The former husband challenges the order of the trial court determining that a property settlement agreement sufficiently expressed the parties’ undertaking to entitle the former wife to additional sums of money. We reverse.
The parties’ marriage was dissolved in 1980. A property settlement agreement was incorporated into the final judgment. In 1988 the former wife asserted that her former husband was violating the agreement’s following provisions:
[Former Husband] shall pay to [Former Wife] lump sum alimony in the sum of two million ($2,000,000) dollars payable fifty thousand ($50,000) dollars per annum for forty (40) years in equal monthly payments commencing on the first day of the month after the execution of this agreement. [Former Wife] is presently receiving income in the sum of approximately twelve thousand ($12,-000.00) dollars per annum from the Fort Lauderdale Sweden House of which she is a part owner as appears from the deed annexed hereto. This amount may fluctuate because of the provisions of the lease annexed hereto.
[Former Husband] guarantees that [Former Wife] will continue to receive said income and [Former Wife] agrees that during the time [Former Husband] is obligated to pay the lump sum alimony provided herein, he may receive as said income on her behalf and apply it to the fifty thousand ($50,000) dollars per an-num payment of lump sum alimony to be received by [Former Wife], so that the total payment received by her shall be the sum of fifty thousand ($50,000) per annum to include the twelve thousand ($12,000) dollars or more per annum above referred to.
The former wife contended that the Sweden House lease referred to in the agreement had expired and that a new tenant had been located but her former husband was not complying with his obligation to provide her with a portion of the lease proceeds.
The former husband responded asserting full compliance with the property settlement agreement. He urged the view that the agreement only entitled the former wife to a total of $50,000 per year. He further contended that his $50,000 payments are to be reduced by any money he receives as rental income from the property even if such income exceeds the $12,000 alluded to in the agreement. The trial court denied the former husband’s motion to dismiss, concluding that the agreement was “clear and unambiguous on its face.” Thus, the trial court determined that the former wife was “entitled to her share of rent profits in excess of $12,000/year in addition to her $50,000/annum alimony.”

DATA LISTING:
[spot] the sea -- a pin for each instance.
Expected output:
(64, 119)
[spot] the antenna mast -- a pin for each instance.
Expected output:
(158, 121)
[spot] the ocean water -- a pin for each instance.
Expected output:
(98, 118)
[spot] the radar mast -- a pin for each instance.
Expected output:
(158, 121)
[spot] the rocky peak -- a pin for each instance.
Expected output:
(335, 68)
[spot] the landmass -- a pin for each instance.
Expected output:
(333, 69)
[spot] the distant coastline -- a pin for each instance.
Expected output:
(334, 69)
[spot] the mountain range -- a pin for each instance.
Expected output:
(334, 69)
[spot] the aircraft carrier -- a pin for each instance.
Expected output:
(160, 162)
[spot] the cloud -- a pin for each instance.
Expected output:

--

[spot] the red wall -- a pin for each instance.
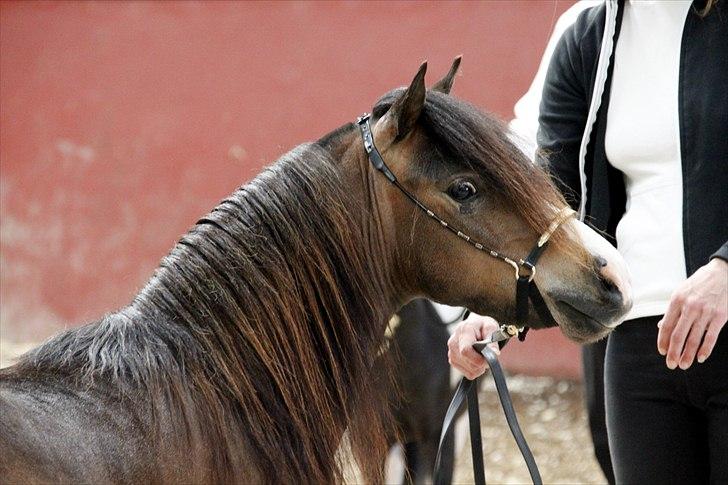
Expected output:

==

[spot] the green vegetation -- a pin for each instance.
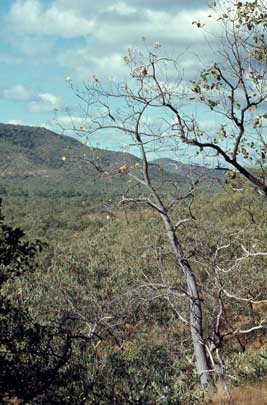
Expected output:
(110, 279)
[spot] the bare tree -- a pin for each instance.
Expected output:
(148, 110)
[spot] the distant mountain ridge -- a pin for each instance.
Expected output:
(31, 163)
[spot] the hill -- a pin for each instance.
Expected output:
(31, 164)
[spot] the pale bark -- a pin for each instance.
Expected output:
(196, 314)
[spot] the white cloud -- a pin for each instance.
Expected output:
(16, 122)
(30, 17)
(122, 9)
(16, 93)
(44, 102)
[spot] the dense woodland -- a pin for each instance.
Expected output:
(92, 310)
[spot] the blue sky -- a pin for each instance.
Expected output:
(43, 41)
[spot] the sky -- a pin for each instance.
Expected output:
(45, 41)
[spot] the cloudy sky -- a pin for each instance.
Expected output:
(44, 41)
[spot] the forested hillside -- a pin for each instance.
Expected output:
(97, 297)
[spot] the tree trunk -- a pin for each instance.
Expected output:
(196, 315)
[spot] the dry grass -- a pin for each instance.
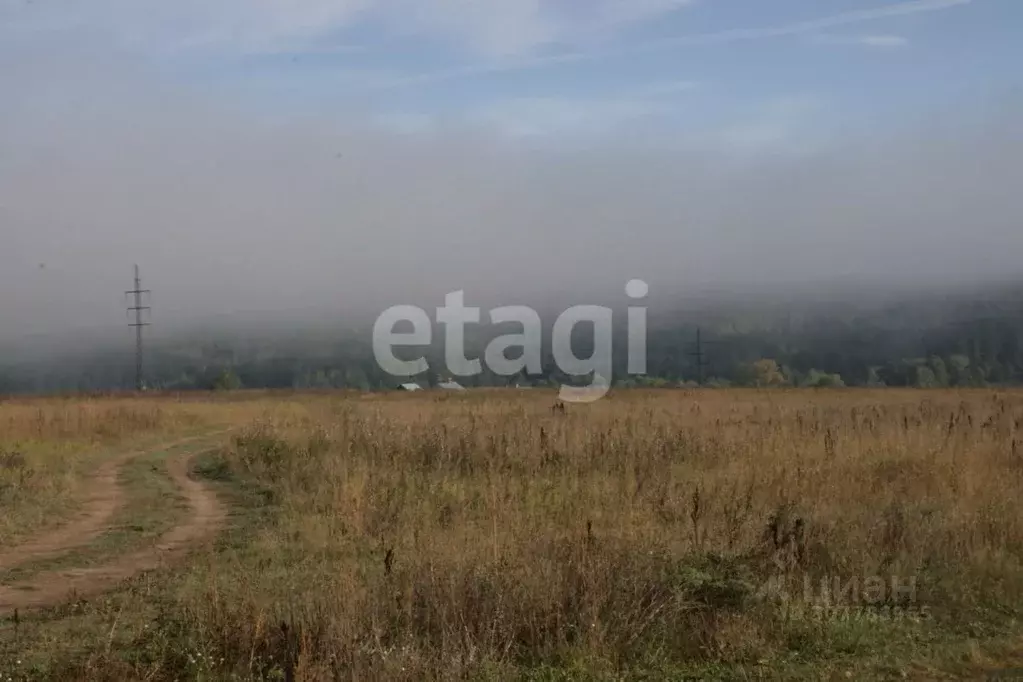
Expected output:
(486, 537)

SHORT TASK 1:
In the court opinion on the alimony dispute, translate this sentence into Spanish: "A property settlement agreement was incorporated into the final judgment."
SHORT TASK 2:
Proceed with the court opinion on the alimony dispute, starting right after its last sentence.

FINAL ANSWER 1:
Se incorporó un acuerdo de liquidación de bienes a la sentencia definitiva.

FINAL ANSWER 2:
The former husband's first attack is upon the trial court’s authority to interpret the agreement in the context of a hearing held on the former husband’s motion to dismiss. We find the contention meritless. The former husband’s argument before the trial court was that the former wife’s motion failed to state a cause of action because the clear language of the agreement indicated that the former wife should not collect more than $50,000 per annum. The long and the short of it is that for the trial court to determine the merits of the former husband’s motion to dismiss, it had to respond to the question of whether the property settlement provided the former wife with a claim thus bringing into focus the *608document’s exactness. We do, however, reject the trial court’s determination that the agreement is without uncertainty.
It is notable that each party has presented us with a variant interpretation of the agreement’s provisions. Thus, contrary to the trial court’s perception of the agreement, it is manifest that substantial doubt as to the operative effect of the document’s terms emerges from its less than pellucid syntax. The meaning of the language contemplating that the former husband may offset his $50,000 alimony obligation by the amount of $12,000 dollars received from rental to the Sweden House is certainly cast in a different light when assessed by the words “or more” found at the end of the agreement’s second paragraph. Our concern stems from whether those words mean that the former husband may reduce his portion of the $50,000 payment by all rental payments including those in excess of $12,000 or was it the parties’ intention that the $12,000 was the outer limit that the former husband could credit to his obligation with any excess amount being paid to the former wife. Moreover, we question, given the non-renewal of the Sweden House lease and the replacement with a new tenant, whether the parties intended the agreement to encompass such an event and especially in the circumstance where the successor tenant in a cost elevating economy may pay a rental of more than $12,000 per annum. “A latent ambiguity is said to exist where a contract fails to specify the rights or duties of the parties in certain situations and extrinsic evidence is necessary for interpretation or a choice between two possible meanings.” Forest Hills Utilities, Inc. v. Pasco County, 536 So.2d 1117, 1119 (Fla. 2d DCA 1988). The application of the foregoing principle is appropriate in this instance.
Finally, the parties do not own an interest in the Sweden House Restaurant; rather, they own a one-fourth interest in the real property upon which the restaurant exists. Although that fact may not, standing alone, be determinative of the agreement’s clarity, it is a factor contributing to suspicion as to the preciseness with which the agreement expresses that which the parties intended.
Accordingly, we reverse the trial court’s order and remand for proceedings consistent with this opinion.
ANSTEAD and GUNTHER, JJ., concur.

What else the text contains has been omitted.